• **Point-based annotation data**
_____

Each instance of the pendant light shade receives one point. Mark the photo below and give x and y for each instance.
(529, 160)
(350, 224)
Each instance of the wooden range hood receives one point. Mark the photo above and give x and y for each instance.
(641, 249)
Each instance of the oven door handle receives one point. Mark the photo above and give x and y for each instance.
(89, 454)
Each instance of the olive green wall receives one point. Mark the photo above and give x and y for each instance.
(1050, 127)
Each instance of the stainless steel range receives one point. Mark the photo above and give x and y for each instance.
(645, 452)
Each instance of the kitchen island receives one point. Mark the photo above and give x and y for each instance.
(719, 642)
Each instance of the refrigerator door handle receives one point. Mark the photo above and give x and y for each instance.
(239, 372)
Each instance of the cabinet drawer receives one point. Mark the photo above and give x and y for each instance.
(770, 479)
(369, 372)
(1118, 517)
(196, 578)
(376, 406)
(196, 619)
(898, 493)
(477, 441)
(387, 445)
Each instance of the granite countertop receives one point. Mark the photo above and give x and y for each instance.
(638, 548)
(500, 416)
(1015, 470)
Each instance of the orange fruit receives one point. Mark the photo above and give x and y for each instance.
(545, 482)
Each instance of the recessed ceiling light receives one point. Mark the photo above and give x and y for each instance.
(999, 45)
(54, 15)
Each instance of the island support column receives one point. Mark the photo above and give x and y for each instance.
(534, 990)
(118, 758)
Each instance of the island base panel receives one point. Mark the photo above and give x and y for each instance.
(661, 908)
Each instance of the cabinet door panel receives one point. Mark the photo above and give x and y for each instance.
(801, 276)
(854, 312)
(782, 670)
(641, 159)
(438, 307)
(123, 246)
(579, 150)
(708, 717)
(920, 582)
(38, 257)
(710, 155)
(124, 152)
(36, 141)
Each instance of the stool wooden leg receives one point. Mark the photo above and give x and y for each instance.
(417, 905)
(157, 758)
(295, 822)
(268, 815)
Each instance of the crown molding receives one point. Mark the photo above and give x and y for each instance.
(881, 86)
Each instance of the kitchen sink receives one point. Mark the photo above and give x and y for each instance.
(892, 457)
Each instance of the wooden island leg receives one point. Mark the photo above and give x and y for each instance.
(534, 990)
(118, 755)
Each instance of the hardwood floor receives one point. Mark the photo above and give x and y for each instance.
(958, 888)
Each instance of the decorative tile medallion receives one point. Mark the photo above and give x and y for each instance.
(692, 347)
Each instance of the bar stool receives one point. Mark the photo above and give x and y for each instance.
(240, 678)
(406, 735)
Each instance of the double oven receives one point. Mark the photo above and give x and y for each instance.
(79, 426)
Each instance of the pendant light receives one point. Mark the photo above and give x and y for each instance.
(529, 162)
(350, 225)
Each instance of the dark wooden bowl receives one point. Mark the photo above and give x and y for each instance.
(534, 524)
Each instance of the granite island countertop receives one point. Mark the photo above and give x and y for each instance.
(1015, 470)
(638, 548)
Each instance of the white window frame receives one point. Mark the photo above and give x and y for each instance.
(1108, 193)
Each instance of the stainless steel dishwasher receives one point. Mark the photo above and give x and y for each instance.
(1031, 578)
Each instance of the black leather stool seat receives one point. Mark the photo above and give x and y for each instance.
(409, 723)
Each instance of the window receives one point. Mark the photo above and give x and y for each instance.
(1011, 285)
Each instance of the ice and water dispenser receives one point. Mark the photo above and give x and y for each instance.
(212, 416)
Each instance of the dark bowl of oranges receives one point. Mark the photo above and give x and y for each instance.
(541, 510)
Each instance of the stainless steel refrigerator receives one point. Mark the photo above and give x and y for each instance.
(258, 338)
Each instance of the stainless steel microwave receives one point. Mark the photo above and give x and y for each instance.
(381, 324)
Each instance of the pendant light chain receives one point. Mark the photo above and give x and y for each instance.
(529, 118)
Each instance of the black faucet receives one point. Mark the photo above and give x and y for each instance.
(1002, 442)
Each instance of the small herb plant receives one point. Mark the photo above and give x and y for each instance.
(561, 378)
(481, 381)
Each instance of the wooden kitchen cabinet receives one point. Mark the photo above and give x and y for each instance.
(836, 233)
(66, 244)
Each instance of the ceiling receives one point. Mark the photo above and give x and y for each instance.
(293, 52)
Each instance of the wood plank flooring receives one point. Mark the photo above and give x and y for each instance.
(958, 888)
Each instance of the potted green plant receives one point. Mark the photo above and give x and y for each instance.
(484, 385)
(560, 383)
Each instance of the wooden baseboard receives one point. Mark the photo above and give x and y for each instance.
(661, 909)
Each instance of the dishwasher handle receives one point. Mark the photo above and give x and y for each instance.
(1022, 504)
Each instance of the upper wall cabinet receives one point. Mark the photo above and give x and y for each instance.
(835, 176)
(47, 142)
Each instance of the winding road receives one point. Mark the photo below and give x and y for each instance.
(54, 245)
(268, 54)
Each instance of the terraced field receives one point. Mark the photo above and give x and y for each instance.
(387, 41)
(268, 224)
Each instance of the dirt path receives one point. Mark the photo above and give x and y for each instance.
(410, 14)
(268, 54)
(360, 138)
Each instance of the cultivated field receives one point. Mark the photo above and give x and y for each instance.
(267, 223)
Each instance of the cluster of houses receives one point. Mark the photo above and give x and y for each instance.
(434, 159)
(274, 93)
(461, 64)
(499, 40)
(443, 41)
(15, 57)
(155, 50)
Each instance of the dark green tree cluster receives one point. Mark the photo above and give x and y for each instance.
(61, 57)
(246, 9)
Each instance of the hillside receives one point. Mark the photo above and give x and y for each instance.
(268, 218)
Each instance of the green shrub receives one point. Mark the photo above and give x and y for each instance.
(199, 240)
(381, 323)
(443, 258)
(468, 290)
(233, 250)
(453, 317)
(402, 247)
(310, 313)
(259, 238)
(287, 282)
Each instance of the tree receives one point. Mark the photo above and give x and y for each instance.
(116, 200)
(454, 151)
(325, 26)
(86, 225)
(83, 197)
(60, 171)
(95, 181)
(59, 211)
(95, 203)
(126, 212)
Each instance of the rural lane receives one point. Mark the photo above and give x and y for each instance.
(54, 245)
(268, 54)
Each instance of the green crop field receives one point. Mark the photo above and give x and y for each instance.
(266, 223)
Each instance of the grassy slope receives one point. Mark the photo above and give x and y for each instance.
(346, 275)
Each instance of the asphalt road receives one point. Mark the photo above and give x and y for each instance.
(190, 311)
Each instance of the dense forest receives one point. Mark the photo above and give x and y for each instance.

_____

• **Problem statement**
Reproduce the lines above verbatim, beginning with the line containing "Each instance of the stainless steel microwave" and continuing through the line containing "(1002, 442)".

• **Correct answer**
Each instance of the stainless steel microwave receives one point. Mark the photo above and give x and y for each instance.
(381, 324)
Each instance of the pendant light chain receives one point. Mark the photo above and give x and y for each instance.
(529, 118)
Each instance of the black faucet receives one point. Mark the photo above and give x and y for each instance.
(1002, 442)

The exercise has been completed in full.